#### Data shown ####

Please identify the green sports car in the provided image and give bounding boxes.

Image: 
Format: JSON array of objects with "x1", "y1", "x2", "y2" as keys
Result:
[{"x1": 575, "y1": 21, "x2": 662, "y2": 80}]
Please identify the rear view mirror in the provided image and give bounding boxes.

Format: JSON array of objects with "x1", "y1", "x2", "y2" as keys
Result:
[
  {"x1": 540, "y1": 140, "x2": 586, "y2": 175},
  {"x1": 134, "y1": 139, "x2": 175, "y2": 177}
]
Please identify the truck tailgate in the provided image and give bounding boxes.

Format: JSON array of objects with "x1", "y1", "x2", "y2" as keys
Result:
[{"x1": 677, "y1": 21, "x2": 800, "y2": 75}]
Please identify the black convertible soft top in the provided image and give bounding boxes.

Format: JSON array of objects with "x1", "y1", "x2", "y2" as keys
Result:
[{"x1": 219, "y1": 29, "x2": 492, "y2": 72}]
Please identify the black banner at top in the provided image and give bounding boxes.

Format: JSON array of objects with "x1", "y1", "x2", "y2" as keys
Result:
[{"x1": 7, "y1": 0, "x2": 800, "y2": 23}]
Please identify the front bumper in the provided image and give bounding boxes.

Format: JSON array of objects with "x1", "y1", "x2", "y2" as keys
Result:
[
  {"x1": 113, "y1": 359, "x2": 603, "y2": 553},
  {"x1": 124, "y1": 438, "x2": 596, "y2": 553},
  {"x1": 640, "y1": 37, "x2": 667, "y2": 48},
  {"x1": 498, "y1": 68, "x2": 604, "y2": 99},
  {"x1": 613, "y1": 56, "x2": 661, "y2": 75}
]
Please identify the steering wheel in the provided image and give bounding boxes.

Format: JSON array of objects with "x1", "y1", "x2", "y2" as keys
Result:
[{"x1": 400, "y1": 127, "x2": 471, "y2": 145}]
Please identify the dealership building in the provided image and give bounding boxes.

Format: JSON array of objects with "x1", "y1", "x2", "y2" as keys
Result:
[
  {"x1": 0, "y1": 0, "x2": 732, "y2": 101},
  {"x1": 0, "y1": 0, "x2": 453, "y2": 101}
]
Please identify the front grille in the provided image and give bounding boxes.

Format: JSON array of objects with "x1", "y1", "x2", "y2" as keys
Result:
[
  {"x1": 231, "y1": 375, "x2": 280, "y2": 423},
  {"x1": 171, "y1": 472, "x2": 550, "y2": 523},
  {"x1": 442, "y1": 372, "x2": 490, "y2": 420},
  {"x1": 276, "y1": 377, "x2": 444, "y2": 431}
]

####

Directions for this task
Having read the entries, output all of them verbatim.

Solution to the exercise
Please identify the green sports car in the provided image and give bounding boxes.

Image: 
Format: JSON array of objects with "x1", "y1", "x2", "y2" as keys
Result:
[{"x1": 575, "y1": 21, "x2": 662, "y2": 80}]
Please identify the rear view mirror in the provided image and give bounding boxes.

Format: JSON array of objects with "x1", "y1", "x2", "y2" as keys
Result:
[
  {"x1": 540, "y1": 140, "x2": 586, "y2": 175},
  {"x1": 134, "y1": 139, "x2": 175, "y2": 177}
]
Please identify the truck tailgate in the provided image and give bounding boxes.

Format: JSON array of objects with "x1", "y1", "x2", "y2" as keys
Result:
[{"x1": 677, "y1": 21, "x2": 800, "y2": 75}]
Please identify the black convertible soft top in the provided image and give bounding boxes.

Format: JSON array of objects with "x1", "y1", "x2", "y2" as keys
Result:
[{"x1": 219, "y1": 29, "x2": 492, "y2": 72}]
Please identify the black banner at top in the provided image and give bounding boxes.

Format: JSON array of objects with "x1", "y1", "x2", "y2" as keys
Result:
[{"x1": 7, "y1": 0, "x2": 800, "y2": 23}]
Please identify the front bumper in the provided image and give bounding boxes.

Format: JSON array of objects with "x1", "y1", "x2", "y2" as keys
Result:
[
  {"x1": 113, "y1": 359, "x2": 603, "y2": 553},
  {"x1": 124, "y1": 438, "x2": 596, "y2": 553},
  {"x1": 640, "y1": 37, "x2": 667, "y2": 48},
  {"x1": 498, "y1": 68, "x2": 604, "y2": 99},
  {"x1": 613, "y1": 56, "x2": 661, "y2": 75}
]
Please identify the steering wheel in the provided image and give bounding boxes.

Format: JSON array of objects with "x1", "y1", "x2", "y2" as keys
Result:
[{"x1": 400, "y1": 127, "x2": 471, "y2": 145}]
Please identify the dealership building in the provided image and give bounding boxes.

Format: JSON array of objects with "x1", "y1", "x2", "y2" as keys
Result:
[
  {"x1": 0, "y1": 0, "x2": 732, "y2": 101},
  {"x1": 0, "y1": 0, "x2": 453, "y2": 101}
]
Please identify the front grille in the provided image and give bounding boxes.

Format: JSON array of objects with "x1", "y1", "x2", "y2" as keys
Result:
[
  {"x1": 231, "y1": 375, "x2": 280, "y2": 423},
  {"x1": 171, "y1": 472, "x2": 550, "y2": 523},
  {"x1": 442, "y1": 372, "x2": 490, "y2": 420},
  {"x1": 276, "y1": 377, "x2": 444, "y2": 431}
]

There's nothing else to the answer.